[Task directions]:
From the line that holds "one marker per instance, written like [351,352]" down to the last line of the listing below, reproduce each line exactly and nothing more, omitting pictures.
* * * * *
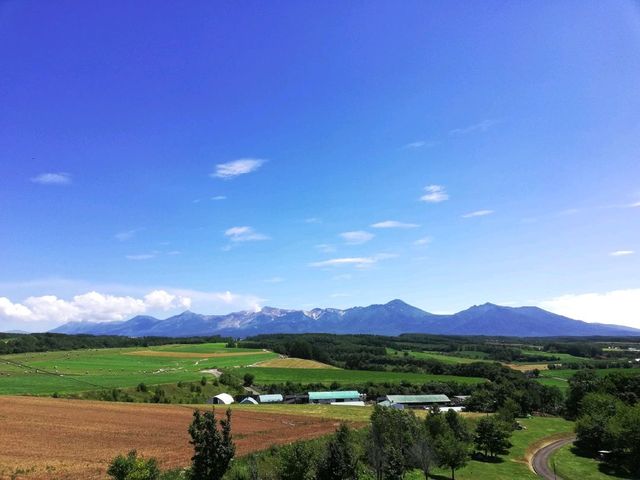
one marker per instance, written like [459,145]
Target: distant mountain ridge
[392,318]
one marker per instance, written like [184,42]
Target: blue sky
[230,155]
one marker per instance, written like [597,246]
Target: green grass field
[327,376]
[570,466]
[514,465]
[441,357]
[84,370]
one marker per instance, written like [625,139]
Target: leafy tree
[213,447]
[297,462]
[422,451]
[133,467]
[340,461]
[492,436]
[451,452]
[389,442]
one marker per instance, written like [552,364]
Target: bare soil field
[160,353]
[292,363]
[48,438]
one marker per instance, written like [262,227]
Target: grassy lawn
[570,466]
[83,370]
[327,376]
[441,357]
[513,466]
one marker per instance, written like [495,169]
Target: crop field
[83,370]
[293,363]
[354,377]
[47,438]
[441,357]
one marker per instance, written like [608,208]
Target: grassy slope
[82,370]
[514,465]
[327,376]
[570,466]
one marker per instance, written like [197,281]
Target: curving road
[540,460]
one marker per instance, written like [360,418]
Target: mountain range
[391,318]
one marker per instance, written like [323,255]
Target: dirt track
[70,439]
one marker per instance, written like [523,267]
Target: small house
[335,397]
[418,401]
[221,399]
[271,398]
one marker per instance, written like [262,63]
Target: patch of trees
[46,342]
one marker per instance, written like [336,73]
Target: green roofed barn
[416,401]
[335,397]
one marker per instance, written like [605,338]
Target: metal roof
[270,398]
[224,398]
[334,395]
[418,398]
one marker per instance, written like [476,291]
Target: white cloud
[620,307]
[423,241]
[125,235]
[435,194]
[244,234]
[141,256]
[59,178]
[237,167]
[482,126]
[622,253]
[274,280]
[394,224]
[326,248]
[477,213]
[357,237]
[90,306]
[336,262]
[358,262]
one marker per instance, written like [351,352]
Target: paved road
[540,461]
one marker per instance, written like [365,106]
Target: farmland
[351,377]
[82,370]
[65,439]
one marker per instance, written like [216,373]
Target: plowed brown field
[47,438]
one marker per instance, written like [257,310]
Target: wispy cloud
[478,213]
[394,224]
[59,178]
[274,280]
[141,256]
[358,262]
[618,306]
[326,248]
[237,167]
[357,237]
[244,234]
[434,194]
[622,253]
[126,235]
[423,241]
[482,126]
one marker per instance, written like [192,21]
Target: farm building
[221,399]
[417,401]
[270,398]
[335,397]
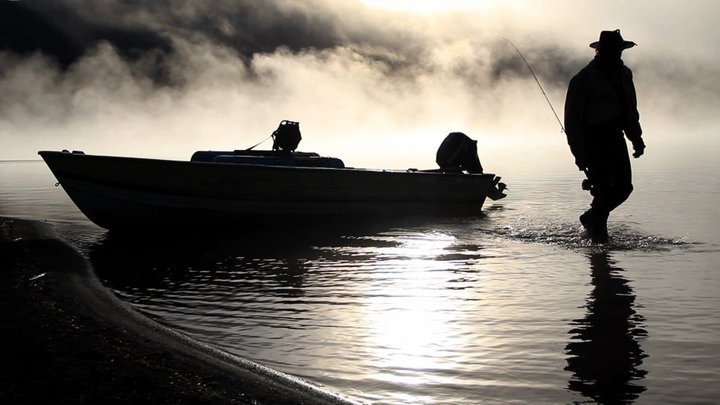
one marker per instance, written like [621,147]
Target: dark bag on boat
[287,137]
[458,151]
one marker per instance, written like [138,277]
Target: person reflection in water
[600,105]
[604,353]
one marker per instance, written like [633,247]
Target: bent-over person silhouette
[600,106]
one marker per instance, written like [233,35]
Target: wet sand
[66,339]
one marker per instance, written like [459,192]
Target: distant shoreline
[68,338]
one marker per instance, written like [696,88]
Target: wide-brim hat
[612,40]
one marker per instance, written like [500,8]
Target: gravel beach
[67,339]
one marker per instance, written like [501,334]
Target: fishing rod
[538,82]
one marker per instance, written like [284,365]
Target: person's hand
[580,163]
[638,148]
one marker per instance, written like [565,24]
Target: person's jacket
[600,100]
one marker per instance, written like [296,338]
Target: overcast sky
[378,83]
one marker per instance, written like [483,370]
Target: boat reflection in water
[605,354]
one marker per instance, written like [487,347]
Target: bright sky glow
[430,6]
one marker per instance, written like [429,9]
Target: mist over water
[504,307]
[376,87]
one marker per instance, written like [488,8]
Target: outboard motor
[287,137]
[458,151]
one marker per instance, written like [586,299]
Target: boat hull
[120,192]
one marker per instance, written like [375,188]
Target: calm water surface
[514,306]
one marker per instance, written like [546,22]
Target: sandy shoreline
[67,339]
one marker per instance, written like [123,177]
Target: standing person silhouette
[600,105]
* * * * *
[Response to the task]:
one marker per instance, written like [351,352]
Target: paved road
[540,461]
one marker per instance, written like [365,106]
Target: farmland
[351,377]
[82,370]
[65,439]
one marker per instance, written like [216,373]
Target: plowed brown field
[47,438]
one marker per instance, written like [257,310]
Target: wispy cloud
[478,213]
[394,224]
[59,178]
[274,280]
[141,256]
[358,262]
[618,306]
[326,248]
[237,167]
[357,237]
[244,234]
[434,194]
[622,253]
[126,235]
[423,241]
[482,126]
one marker per instance, written like [192,21]
Target: farm building
[221,399]
[417,401]
[270,398]
[335,397]
one marker per instance, written like [621,147]
Target: dark bag on boat
[287,137]
[458,151]
one marker per instance, written like [138,277]
Target: person reflection in water
[600,105]
[604,353]
one marker per instance, written like [633,247]
Target: bent-over person silhouette
[600,106]
one marker per instance, written like [233,35]
Target: wet sand
[66,339]
one marker per instance, written like [459,192]
Target: distant shoreline
[68,338]
one marker per instance, written like [696,88]
Target: wide-brim hat
[612,40]
one marker per instance, written like [500,8]
Target: gravel beach
[67,339]
one marker per instance, written like [501,334]
Target: fishing rod
[538,82]
one marker per instance, written like [284,365]
Target: person's hand
[580,163]
[638,148]
one marker per instance, written like [565,24]
Target: person's jacket
[600,100]
one marker per instance, written like [296,338]
Target: overcast sky
[378,83]
one marker per instance, written like [483,370]
Target: boat reflection in water
[605,354]
one marker per instance, written like [487,347]
Target: bright sky glow
[430,6]
one marker per instance, written like [429,9]
Target: mist over water
[504,307]
[376,87]
one marker per instance, written like [488,8]
Target: outboard motor
[287,137]
[458,151]
one marker per instance, written like [586,299]
Target: boat hull
[120,192]
one marker per instance, written like [375,188]
Target: calm water surface
[514,306]
one marker per instance, written like [546,22]
Target: sandy shoreline
[67,339]
one marker per instance, written like [123,177]
Target: standing person silhouette
[600,105]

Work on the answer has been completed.